Your objective: Begin at the first line below and copy each line exactly, ending with the line where "# test: mark the shirt cuff, one" appears.

The records:
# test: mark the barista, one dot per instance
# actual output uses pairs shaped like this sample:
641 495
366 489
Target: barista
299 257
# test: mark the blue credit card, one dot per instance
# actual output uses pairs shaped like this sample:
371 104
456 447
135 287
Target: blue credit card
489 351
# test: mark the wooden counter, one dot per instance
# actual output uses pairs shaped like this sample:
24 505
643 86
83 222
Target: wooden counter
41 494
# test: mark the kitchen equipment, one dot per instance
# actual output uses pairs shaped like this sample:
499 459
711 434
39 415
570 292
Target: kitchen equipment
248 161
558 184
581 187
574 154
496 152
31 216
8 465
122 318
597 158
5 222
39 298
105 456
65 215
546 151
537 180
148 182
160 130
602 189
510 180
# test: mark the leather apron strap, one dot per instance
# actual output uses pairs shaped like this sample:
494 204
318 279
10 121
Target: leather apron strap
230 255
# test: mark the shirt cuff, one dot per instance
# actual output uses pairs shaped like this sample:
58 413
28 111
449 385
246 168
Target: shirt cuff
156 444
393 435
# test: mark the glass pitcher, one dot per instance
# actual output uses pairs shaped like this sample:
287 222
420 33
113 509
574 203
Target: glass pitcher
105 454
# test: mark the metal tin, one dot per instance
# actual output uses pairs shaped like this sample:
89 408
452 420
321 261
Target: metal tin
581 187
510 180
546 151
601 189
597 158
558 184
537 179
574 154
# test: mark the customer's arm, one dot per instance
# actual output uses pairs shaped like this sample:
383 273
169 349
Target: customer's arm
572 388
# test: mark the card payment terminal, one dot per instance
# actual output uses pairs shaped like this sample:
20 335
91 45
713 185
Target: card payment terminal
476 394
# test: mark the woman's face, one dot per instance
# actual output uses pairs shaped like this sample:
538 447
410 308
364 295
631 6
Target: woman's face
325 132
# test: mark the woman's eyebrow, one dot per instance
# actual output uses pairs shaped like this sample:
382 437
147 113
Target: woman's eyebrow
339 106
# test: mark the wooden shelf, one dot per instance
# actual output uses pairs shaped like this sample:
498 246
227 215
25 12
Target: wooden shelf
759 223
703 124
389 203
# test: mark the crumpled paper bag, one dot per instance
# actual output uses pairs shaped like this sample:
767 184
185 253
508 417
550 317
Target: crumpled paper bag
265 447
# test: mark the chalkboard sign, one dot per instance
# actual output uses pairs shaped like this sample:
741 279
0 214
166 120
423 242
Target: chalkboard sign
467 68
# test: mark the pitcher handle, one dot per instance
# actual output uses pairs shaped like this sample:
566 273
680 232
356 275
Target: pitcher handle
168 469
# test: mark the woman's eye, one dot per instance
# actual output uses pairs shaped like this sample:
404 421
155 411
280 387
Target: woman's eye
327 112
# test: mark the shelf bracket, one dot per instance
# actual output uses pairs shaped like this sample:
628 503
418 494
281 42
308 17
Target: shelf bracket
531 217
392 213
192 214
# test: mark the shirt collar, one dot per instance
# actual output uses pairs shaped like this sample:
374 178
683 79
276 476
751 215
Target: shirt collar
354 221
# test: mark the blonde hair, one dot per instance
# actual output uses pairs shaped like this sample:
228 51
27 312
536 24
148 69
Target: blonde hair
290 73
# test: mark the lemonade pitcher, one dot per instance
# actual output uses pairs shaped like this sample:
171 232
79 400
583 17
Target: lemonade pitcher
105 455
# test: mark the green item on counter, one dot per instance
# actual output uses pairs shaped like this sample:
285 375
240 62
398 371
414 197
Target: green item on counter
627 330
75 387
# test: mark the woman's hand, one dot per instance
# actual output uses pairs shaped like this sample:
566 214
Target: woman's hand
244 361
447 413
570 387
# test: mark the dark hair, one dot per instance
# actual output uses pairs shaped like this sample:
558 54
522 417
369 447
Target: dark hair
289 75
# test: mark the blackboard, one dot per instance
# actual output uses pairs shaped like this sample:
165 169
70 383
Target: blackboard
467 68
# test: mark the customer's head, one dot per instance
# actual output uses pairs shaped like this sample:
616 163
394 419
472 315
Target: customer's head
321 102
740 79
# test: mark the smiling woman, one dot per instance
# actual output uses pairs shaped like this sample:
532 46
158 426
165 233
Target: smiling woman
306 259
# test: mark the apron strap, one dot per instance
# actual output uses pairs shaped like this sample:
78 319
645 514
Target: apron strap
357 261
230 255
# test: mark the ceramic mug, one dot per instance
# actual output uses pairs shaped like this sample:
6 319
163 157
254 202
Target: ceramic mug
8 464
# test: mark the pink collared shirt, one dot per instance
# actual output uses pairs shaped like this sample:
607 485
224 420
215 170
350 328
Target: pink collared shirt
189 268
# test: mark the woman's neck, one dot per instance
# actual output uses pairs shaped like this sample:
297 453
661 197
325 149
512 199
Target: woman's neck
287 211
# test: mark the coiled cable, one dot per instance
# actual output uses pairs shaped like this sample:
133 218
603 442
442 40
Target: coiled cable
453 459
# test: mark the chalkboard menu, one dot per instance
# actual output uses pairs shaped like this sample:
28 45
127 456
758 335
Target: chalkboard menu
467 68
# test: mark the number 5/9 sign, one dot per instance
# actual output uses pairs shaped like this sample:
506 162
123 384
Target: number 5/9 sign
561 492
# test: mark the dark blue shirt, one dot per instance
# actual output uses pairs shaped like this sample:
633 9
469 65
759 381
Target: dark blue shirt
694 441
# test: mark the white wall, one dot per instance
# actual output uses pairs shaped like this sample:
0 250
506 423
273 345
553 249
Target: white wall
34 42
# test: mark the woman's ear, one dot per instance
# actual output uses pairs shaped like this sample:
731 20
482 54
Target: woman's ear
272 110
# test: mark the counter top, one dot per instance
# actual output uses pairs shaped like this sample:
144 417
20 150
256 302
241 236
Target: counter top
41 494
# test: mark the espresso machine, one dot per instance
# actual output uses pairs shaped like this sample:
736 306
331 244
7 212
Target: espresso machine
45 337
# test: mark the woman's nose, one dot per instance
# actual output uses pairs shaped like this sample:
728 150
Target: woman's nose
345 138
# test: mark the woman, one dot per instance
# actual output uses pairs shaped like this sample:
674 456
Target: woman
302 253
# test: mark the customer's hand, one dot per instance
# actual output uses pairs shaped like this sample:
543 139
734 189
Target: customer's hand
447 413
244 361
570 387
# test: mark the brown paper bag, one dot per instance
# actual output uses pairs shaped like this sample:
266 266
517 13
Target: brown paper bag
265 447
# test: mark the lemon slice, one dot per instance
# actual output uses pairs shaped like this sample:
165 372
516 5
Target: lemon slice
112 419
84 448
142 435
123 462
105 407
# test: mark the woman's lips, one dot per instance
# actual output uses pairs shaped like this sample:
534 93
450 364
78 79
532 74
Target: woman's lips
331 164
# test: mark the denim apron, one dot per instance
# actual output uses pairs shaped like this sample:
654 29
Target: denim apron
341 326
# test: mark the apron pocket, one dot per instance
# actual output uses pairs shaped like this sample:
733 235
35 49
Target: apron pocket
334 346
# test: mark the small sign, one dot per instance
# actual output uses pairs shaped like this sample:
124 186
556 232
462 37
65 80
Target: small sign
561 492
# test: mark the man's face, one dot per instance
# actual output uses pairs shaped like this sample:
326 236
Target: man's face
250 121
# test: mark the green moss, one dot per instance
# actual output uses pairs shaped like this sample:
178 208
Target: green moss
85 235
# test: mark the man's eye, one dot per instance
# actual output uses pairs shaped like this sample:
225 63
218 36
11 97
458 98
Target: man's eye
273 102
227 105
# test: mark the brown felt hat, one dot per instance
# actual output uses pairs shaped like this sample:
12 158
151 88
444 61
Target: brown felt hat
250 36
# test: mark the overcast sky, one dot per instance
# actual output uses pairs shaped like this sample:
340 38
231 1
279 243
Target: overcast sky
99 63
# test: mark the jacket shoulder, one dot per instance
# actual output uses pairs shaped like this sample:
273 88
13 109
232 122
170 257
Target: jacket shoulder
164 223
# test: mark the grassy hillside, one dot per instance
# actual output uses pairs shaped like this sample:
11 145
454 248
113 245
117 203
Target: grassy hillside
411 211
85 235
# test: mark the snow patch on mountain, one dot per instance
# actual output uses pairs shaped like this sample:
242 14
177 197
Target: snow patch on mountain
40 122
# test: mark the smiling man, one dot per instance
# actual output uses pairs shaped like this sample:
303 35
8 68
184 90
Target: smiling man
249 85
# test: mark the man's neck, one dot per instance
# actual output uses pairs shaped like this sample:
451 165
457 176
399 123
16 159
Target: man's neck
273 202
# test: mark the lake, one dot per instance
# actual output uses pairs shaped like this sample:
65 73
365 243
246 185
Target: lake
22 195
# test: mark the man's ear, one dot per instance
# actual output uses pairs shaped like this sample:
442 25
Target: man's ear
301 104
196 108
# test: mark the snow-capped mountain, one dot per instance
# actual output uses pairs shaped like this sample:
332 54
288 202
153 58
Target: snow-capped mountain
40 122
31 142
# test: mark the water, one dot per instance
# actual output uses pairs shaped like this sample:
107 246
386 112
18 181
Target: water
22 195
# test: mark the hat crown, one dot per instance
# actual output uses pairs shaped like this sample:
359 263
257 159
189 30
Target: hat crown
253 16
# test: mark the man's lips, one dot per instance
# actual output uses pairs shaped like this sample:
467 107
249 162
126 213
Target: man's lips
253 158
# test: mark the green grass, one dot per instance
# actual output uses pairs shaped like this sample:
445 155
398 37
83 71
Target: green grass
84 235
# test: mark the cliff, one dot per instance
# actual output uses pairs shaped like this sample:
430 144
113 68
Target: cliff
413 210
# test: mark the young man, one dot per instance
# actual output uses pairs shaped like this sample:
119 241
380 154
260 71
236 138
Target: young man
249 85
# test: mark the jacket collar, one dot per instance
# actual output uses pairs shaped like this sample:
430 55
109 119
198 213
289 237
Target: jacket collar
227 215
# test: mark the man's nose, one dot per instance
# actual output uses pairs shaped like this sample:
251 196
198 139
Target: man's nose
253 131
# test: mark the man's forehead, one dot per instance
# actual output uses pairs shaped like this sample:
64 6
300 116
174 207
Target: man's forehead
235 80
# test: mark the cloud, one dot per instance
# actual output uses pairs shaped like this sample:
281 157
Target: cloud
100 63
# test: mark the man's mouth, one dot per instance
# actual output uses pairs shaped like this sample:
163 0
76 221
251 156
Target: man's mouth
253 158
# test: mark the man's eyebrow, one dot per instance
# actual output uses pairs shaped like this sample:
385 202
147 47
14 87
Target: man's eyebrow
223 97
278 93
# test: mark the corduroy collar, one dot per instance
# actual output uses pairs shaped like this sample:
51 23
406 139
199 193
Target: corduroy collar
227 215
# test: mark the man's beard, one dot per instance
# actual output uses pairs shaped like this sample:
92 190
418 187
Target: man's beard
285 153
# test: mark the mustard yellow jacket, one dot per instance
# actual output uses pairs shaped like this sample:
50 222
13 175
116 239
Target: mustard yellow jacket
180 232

Expected answer:
# test: mark the barista, one dot per instance
# actual output uses pairs shaped like this sample:
641 495
366 489
Target: barista
299 257
# test: mark the blue credit card, one dot per instance
# actual output uses pairs shaped like this sample:
371 104
456 447
135 287
Target: blue credit card
489 351
# test: mark the wooden counter, one dot per instance
# actual output uses pairs shaped like this sample:
24 505
643 86
83 222
Target: wooden counter
41 494
# test: mark the kitchen equipment, one dot per instance
# actual output uses pairs shaped like this sample:
499 459
711 434
39 415
570 292
Target: kitchen equipment
248 161
558 184
581 187
574 154
496 152
31 216
8 465
122 318
597 158
5 222
39 298
105 456
65 215
546 151
537 180
148 182
160 130
602 189
510 180
# test: mark the leather apron strap, one dot per instance
# actual output uses pairs shaped like this sample:
494 204
318 279
10 121
Target: leather apron strap
230 255
# test: mark the shirt cuff, one dot per instance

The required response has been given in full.